*Input data*:

_ _ _ _ _ _ _

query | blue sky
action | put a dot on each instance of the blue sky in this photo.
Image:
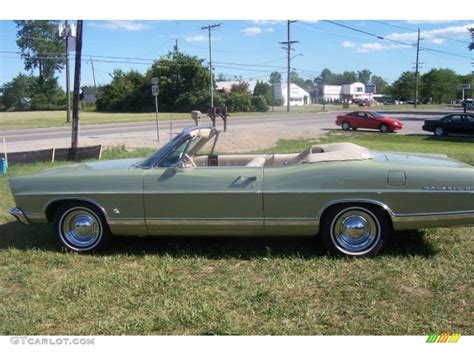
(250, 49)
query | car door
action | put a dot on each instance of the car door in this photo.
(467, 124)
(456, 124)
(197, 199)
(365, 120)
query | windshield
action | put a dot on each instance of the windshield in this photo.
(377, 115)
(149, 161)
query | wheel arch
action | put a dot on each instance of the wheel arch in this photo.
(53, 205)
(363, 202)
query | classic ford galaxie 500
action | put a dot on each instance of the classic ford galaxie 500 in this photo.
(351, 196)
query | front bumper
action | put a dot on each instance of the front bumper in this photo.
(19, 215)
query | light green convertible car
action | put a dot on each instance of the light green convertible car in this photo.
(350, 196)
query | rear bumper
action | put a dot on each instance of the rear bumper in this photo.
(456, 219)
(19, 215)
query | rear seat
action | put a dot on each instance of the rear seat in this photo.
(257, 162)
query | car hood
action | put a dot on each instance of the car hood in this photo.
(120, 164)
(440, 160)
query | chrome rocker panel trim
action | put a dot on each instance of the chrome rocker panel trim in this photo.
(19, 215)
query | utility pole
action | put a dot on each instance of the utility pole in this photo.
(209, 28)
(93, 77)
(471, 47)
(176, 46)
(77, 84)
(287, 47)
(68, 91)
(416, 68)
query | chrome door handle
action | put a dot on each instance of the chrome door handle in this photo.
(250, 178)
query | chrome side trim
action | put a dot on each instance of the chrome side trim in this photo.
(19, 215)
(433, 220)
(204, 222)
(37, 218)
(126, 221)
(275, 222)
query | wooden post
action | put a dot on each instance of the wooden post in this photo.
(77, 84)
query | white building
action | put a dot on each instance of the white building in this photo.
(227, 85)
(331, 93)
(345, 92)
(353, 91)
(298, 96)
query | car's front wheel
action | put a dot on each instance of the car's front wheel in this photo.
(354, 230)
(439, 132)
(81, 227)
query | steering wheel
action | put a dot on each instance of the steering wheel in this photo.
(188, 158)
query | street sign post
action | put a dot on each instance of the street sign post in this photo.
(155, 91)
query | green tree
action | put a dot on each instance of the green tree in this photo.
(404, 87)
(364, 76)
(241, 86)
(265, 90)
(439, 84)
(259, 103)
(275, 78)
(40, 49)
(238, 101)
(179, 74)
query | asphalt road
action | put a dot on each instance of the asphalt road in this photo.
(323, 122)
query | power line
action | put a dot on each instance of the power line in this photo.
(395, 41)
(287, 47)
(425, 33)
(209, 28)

_ _ _ _ _ _ _

*What you are asked to do*: Given the data above, which lines hold the string "blue"? Return them.

*Answer box*:
query | blue sky
action | put a dot on each instance of the blue sky in this photo.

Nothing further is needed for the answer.